__Given passage__.
%%

Traffic accident severity prediction for secondary highways based on cluster analysis and SVM model

doi:10.16265/j.cnki.issn1003-3033.2022.05.1263

Abstract

Abstract:

In order to identify influence of input features on machine-learning-based traffic accident severity (TAS) prediction model, 12 potential factors were firstly selected as input variables based on 1808 accidents of a secondary mountainous highway. Then, KM algorithm was used to discretize continuous feature variables of TAS, and RF algorithm was adopted to select key feature variables. Finally, by combining three kinds of input feature variables (potential features, KM features, and RF features) and SVM algorithm, three kinds of TAS prediction models were developed respectively (SVM^*, KM-SVM, and RF-SVM), and their prediction performance was systematically analyzed in terms of accuracy and applicability. The results show that severity prediction accuracy of RF-SVM model is significantly improved by discretizing continuous variables and identifying key feature parameters, with the accuracy for severe injuries or deaths being improved about 40%. Influence of feature selection on SVM model performance is less than that of discretization of continuous variables. And RF-SVM model, in spite of a better prediction performance than binary logistic regression model, has higher sensitivity to different input features.

%%

__What you should do__.
Continue the abstract on traffic accident severity prediction above, beginning right after its final sentence.

__Listed entries__.
%%

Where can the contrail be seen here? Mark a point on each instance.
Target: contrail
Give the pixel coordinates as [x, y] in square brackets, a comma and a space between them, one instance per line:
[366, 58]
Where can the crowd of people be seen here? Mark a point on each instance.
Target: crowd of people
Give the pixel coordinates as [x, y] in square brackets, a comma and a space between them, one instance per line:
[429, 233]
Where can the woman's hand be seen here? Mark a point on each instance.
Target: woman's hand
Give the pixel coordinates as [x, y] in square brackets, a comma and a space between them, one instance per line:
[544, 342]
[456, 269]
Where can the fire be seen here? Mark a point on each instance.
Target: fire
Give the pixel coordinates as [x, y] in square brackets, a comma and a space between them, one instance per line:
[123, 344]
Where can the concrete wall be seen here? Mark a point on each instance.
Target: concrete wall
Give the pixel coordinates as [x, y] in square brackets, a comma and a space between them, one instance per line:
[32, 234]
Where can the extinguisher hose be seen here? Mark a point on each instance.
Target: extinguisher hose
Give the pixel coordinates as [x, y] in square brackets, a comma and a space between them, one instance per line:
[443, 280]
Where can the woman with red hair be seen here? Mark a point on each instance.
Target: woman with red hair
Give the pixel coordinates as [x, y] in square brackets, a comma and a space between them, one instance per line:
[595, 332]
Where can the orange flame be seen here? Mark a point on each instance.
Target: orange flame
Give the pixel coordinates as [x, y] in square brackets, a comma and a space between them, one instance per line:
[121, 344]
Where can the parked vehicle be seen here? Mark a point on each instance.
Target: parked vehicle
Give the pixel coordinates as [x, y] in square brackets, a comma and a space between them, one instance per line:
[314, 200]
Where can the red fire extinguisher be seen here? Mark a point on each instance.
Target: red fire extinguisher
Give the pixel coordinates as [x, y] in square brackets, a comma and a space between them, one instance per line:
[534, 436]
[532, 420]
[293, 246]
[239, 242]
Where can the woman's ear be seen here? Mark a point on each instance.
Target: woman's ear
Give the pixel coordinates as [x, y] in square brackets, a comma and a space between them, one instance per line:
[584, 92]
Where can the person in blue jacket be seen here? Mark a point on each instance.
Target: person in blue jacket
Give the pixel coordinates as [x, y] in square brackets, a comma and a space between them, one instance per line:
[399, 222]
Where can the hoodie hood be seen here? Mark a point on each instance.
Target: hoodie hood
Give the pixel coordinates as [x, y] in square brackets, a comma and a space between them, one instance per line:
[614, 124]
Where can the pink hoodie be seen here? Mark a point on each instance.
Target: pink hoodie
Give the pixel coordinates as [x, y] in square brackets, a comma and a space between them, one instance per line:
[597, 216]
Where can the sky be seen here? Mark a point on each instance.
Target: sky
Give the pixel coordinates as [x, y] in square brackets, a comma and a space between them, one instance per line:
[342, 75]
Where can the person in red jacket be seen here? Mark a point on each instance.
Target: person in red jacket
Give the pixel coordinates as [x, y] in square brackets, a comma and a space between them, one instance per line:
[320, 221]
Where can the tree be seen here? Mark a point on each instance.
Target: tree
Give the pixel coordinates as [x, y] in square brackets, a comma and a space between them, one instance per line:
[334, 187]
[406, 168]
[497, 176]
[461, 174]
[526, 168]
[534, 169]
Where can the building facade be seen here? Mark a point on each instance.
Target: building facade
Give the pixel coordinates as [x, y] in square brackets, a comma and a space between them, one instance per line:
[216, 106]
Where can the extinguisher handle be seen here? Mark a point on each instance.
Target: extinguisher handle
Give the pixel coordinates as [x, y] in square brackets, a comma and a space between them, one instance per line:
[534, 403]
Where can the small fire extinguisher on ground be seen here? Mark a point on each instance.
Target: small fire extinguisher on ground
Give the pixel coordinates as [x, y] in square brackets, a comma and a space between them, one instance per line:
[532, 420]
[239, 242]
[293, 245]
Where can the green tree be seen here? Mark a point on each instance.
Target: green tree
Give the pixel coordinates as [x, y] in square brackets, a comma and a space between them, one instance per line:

%%

__Result for this exercise__.
Key words: K-means (KM) clustering, support vector machine (SVM), accident severity, secondary mountainous highway, random forest (RF), machine learning

YANG Wenchen, ZHOU Yanning, TIAN Bijiang, GUO Fengxiang, HU Chengyu. Traffic accident severity prediction for secondary highways based on cluster analysis and SVM model[J]. China Safety Science Journal, 2022, 32(5): 163-169.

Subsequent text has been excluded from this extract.